====== Data provided
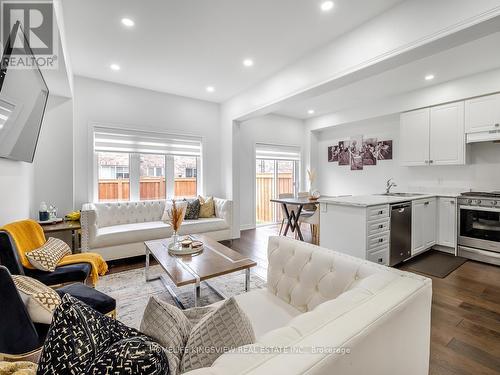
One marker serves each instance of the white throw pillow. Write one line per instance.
(46, 257)
(168, 206)
(39, 299)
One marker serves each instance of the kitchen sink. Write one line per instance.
(400, 194)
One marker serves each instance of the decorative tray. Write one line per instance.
(186, 250)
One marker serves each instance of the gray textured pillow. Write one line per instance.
(224, 328)
(169, 327)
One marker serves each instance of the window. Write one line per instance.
(113, 176)
(152, 183)
(186, 184)
(276, 173)
(145, 166)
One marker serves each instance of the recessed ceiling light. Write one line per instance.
(248, 62)
(128, 22)
(326, 6)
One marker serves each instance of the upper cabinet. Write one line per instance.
(447, 134)
(414, 137)
(482, 114)
(433, 136)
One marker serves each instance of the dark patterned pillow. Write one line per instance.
(81, 339)
(193, 209)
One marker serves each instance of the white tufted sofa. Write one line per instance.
(118, 229)
(367, 318)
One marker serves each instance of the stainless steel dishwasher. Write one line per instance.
(400, 244)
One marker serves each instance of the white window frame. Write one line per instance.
(134, 168)
(297, 172)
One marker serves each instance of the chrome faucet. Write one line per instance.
(390, 185)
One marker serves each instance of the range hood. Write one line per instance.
(487, 136)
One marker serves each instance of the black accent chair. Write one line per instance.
(9, 258)
(20, 337)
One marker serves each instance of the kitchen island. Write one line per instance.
(361, 225)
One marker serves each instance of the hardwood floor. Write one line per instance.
(465, 332)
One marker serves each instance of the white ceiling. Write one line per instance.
(182, 46)
(467, 59)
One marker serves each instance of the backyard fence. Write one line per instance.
(267, 211)
(150, 188)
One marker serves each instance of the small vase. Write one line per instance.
(176, 244)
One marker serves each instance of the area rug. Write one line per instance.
(132, 292)
(434, 263)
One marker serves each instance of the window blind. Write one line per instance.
(277, 152)
(120, 140)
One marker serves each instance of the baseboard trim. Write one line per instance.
(247, 226)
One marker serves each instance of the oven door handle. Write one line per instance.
(477, 208)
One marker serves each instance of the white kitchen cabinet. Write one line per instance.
(447, 134)
(447, 222)
(424, 222)
(414, 137)
(482, 114)
(363, 232)
(433, 136)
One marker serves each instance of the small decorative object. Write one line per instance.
(333, 153)
(311, 175)
(314, 195)
(384, 150)
(186, 243)
(176, 217)
(52, 212)
(43, 212)
(368, 151)
(344, 157)
(355, 153)
(187, 246)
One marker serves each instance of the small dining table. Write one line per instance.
(292, 217)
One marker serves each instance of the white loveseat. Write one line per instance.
(367, 318)
(118, 229)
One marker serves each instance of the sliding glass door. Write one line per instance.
(272, 179)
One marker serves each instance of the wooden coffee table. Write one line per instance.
(215, 260)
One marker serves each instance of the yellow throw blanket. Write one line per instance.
(28, 235)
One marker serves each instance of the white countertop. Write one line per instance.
(375, 200)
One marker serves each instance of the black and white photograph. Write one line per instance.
(355, 153)
(162, 156)
(344, 153)
(368, 151)
(383, 150)
(333, 153)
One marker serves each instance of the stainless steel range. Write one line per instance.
(479, 226)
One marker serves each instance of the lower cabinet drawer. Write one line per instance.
(378, 226)
(380, 257)
(377, 240)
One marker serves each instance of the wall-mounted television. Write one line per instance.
(23, 98)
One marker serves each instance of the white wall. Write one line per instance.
(480, 173)
(16, 190)
(108, 103)
(53, 162)
(349, 57)
(270, 129)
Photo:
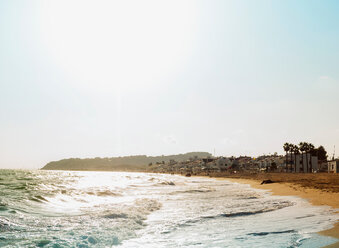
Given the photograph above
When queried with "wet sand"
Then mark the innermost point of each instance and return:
(328, 195)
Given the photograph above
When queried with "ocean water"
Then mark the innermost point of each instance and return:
(114, 209)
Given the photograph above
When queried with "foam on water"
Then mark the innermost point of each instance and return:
(104, 209)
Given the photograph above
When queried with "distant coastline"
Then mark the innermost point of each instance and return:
(141, 163)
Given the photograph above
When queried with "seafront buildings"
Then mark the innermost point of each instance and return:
(267, 163)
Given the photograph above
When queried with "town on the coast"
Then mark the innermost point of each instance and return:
(301, 158)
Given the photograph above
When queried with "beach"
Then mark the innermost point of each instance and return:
(318, 189)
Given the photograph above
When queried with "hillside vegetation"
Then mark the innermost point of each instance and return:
(128, 163)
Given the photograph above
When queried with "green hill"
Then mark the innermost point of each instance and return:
(128, 163)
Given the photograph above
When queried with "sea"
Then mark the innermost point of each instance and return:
(121, 209)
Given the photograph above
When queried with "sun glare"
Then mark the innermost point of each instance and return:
(118, 43)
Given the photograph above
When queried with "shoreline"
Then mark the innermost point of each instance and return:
(314, 196)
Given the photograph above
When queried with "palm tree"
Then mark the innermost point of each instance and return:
(302, 148)
(291, 154)
(286, 149)
(310, 148)
(295, 151)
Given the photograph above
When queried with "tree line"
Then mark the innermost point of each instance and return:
(304, 148)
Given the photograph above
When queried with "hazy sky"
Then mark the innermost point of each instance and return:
(109, 78)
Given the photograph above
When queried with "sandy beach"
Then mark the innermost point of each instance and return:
(326, 195)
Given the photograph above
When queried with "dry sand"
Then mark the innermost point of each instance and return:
(314, 195)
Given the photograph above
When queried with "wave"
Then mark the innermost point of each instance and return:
(190, 191)
(165, 183)
(268, 233)
(38, 198)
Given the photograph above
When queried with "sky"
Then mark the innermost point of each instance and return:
(115, 78)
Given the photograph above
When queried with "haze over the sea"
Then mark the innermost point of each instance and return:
(108, 78)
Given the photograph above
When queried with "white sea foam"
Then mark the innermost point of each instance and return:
(64, 209)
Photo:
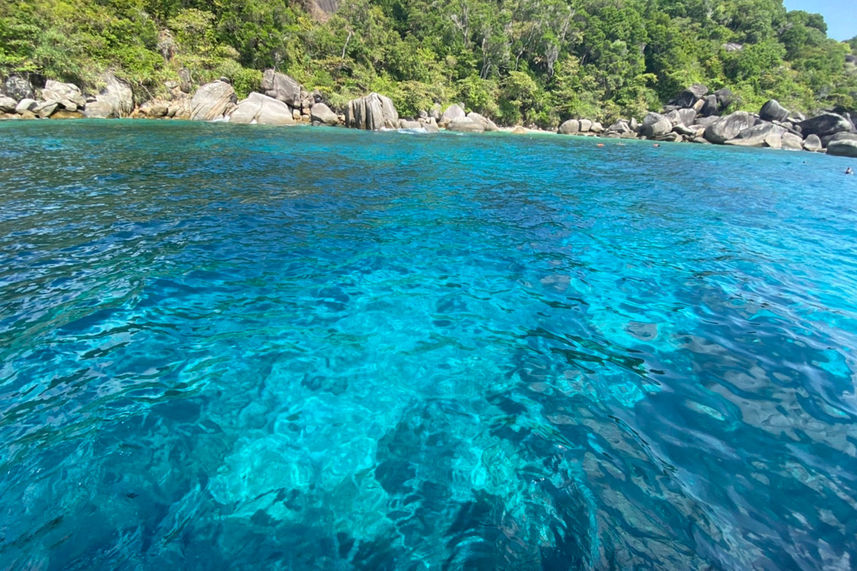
============
Work to be completed: Pick out each line above that contains the string "table", matching case exactly, and copy those lines.

The result:
One marker serves each instance of the small dining table. Write one line per instance.
One marker serves each instance of the wooden coffee table. Write one line per instance.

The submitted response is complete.